***** Trecho do documento *****

Homenagem ao lendário herói ancestral dos ingleses que deu título a um dos considerados "Cem Maiores Livros do Mundo" e tido como o mais antigo escrito em "Old English".

sexta-feira, 25 de maio de 2012

“CLUBE FEDERAL”: RETORNO AO PASSADO

Propositalmente, no prelúdio, quero dedicar esta postagem a dois casais que, entre várias outras pessoas, também tiveram a sua representatividade em minha vida e por quem nutro um carinho muito especial embora, num certo instante, nossos caminhos tenham se desviado nessa longa jornada que é a vida. Mas sei que eles estão lá, disponíveis, no caso em que sua presença se torne necessária. São eles o João Paulo Ercolani e a esposa Neusa, prima da minha esposa e minha querida prima emprestada, e o José Kulshinsky e sua esposa Zélia.
Eu me considero um privilegiado da humanidade, desde que me tornei um residente de Gramado, a maravilhosa Cidade – Boutique da nossa linda serra gaúcha. Entre outras mil vantagens de morar nesta região encontra-se a possibilidade de realizar curtos passeios por uma paisagem que é cantada e decantada em verso e prosa, não apenas pelos gaúchos, como também por milhares de brasileiros de fora do Rio Grande do Sul e ainda estrangeiros que a têm vindo visitar nos anos mais recentes.
Pois ontem, aproveitando o magnífico tempo que tem feito por essa nossa área, e também a presença de minha sogra em nossa casa, programamos um piquenique entre os maravilhosos “campos de cima da serra”, saindo de Gramado, passando por Canela, em direção a São Francisco de Paula.
Entre Canela e São Francisco, assim que se passa o pedágio sobre a RS-235, ao lado esquerdo de quem se dirige a “São Chico”, encontra-se a conhecida Barragem do Salto, a cerca de 12 km de Canela.
Acesso à barragem do Salto, pela RS-235, vendo-se a barragem e o lago, o local do nosso piquenique e o Clube Federal
A Barragem do Salto faz parte área de geração do “Sistema Salto”, propriedade da antiga Companhia Estadual de Energia Elétrica, com escritórios administrativos na cidade de Canela. Tal sistema é formado por três barragens de regularização de descargas no mesmo rio Santa Cruz: Divisa, Blang e Salto. A geração de energia elétrica correspondente é realizada a jusante, no mesmo rio, pelas Usinas de Toca, Passo do Inferno e Herval; além disso, a jusante da Barragem do Salto, o túnel do Salto conduz as águas daí regularizadas, para a bacia vizinha, onde as Usinas de Bugres e Canastra se encarregam de aproveitar o potencial restante. O Projeto de aproveitamento do potencial hidráulico da área foi elaborado na década de 1930 e aprovado pelo Ministério da Agricultura em 1937. A Barragem do Salto foi inaugurada em janeiro de 1951, possuindo 583m de comprimento e 12m de altura.
A Barragem do Salto vertendo, em outros tempos
Na segunda metade da década de 1960, com os nossos vinte e poucos anos, recém casados, era na Barragem do Salto que minha esposa e eu, juntos com os nosso amigos já mencionados, João Paulo, Neusa, José e Zélia, costumávamos passar muitos dos nossos fins de semana livres, já que naquela época, com o curso de engenharia a meio caminho e trabalhando, a vida era bem dura, embora muito bem vivida.

*****

» **Exercício proposto 1**: Reproduza, do texto sobre a Barragem do Salto, o trecho que começa em "Propositalmente, no prelúdio, quero" e vai até "sua esposa Zélia.", incluindo essas palavras.

***** Entradas do conjunto *****

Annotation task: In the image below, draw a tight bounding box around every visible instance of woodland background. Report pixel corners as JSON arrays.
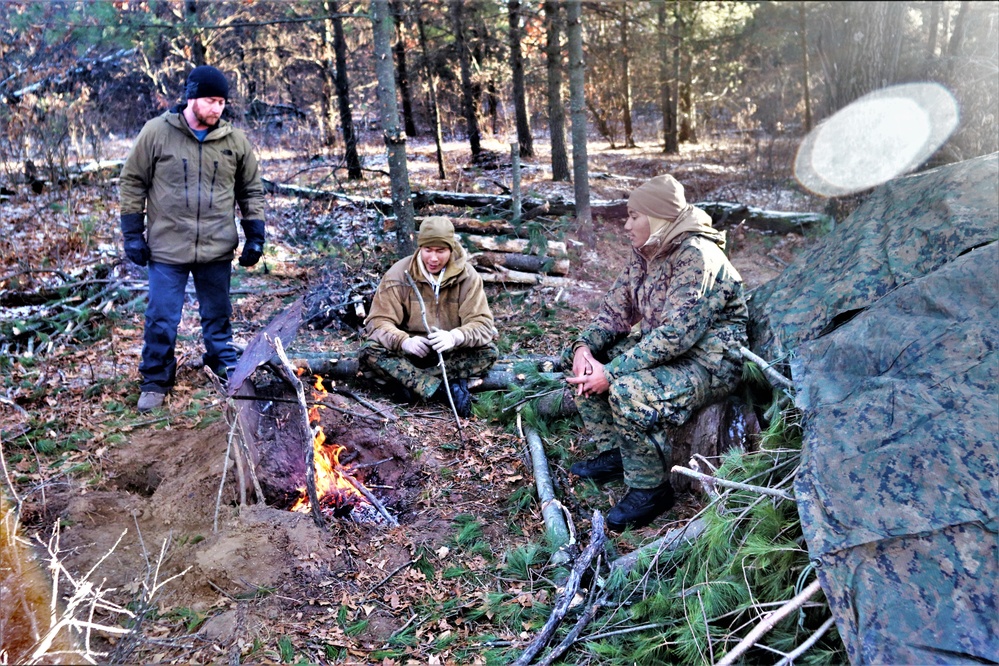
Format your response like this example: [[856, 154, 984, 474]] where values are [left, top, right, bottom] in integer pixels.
[[0, 0, 999, 665]]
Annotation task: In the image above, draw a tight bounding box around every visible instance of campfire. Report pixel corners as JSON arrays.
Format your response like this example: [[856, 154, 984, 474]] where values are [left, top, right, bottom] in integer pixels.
[[290, 376, 387, 523]]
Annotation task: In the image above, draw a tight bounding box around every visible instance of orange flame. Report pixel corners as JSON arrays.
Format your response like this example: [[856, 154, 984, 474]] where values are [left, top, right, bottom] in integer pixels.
[[291, 376, 367, 513]]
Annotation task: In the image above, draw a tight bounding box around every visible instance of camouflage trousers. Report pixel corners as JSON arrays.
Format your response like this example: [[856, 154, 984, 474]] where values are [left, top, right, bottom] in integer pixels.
[[358, 340, 499, 400], [574, 338, 736, 488]]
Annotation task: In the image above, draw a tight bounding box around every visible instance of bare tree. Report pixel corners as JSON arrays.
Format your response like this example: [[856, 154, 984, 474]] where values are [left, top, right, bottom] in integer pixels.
[[506, 0, 534, 157], [656, 0, 680, 155], [392, 0, 416, 136], [371, 0, 416, 257], [566, 0, 597, 248], [818, 2, 912, 113], [798, 2, 812, 132], [448, 0, 482, 159], [544, 0, 570, 182], [619, 2, 635, 148], [416, 3, 447, 180], [326, 0, 363, 180]]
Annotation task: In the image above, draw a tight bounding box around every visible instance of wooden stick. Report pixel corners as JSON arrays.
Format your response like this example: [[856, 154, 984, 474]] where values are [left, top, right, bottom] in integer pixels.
[[739, 347, 794, 389], [514, 511, 607, 666], [716, 579, 822, 666], [776, 617, 836, 666], [524, 427, 569, 564], [340, 467, 399, 527], [267, 336, 326, 531], [670, 465, 794, 502], [406, 271, 465, 444]]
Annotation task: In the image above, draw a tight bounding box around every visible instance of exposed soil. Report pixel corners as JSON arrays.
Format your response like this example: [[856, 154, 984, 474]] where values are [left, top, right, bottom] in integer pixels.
[[3, 137, 821, 663]]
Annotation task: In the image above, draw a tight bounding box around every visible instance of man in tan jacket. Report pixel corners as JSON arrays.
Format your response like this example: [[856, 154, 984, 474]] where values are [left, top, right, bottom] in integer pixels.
[[360, 217, 498, 417]]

*****

» **Exercício proposto 2**: Apresente como uma lista JSON de strings, uma para cada linha e sem as linhas em branco, somente as linhas das entradas que vão da linha com "campfire. Report pixel corners as JSON arrays." até a linha com "[[358, 340, 499, 400], [574, 338, 736, 488]]", ambas incluídas.

» **Resultado final 1**:
Propositalmente, no prelúdio, quero dedicar esta postagem a dois casais que, entre várias outras pessoas, também tiveram a sua representatividade em minha vida e por quem nutro um carinho muito especial embora, num certo instante, nossos caminhos tenham se desviado nessa longa jornada que é a vida. Mas sei que eles estão lá, disponíveis, no caso em que sua presença se torne necessária. São eles o João Paulo Ercolani e a esposa Neusa, prima da minha esposa e minha querida prima emprestada, e o José Kulshinsky e sua esposa Zélia.

» **Resultado final 2**:
[
  "Annotation task: In the image above, draw a tight bounding box around every visible instance of campfire. Report pixel corners as JSON arrays.",
  "Format your response like this example: [[856, 154, 984, 474]] where values are [left, top, right, bottom] in integer pixels.",
  "[[290, 376, 387, 523]]",
  "Annotation task: In the image above, draw a tight bounding box around every visible instance of orange flame. Report pixel corners as JSON arrays.",
  "Format your response like this example: [[856, 154, 984, 474]] where values are [left, top, right, bottom] in integer pixels.",
  "[[291, 376, 367, 513]]",
  "Annotation task: In the image above, draw a tight bounding box around every visible instance of camouflage trousers. Report pixel corners as JSON arrays.",
  "Format your response like this example: [[856, 154, 984, 474]] where values are [left, top, right, bottom] in integer pixels.",
  "[[358, 340, 499, 400], [574, 338, 736, 488]]"
]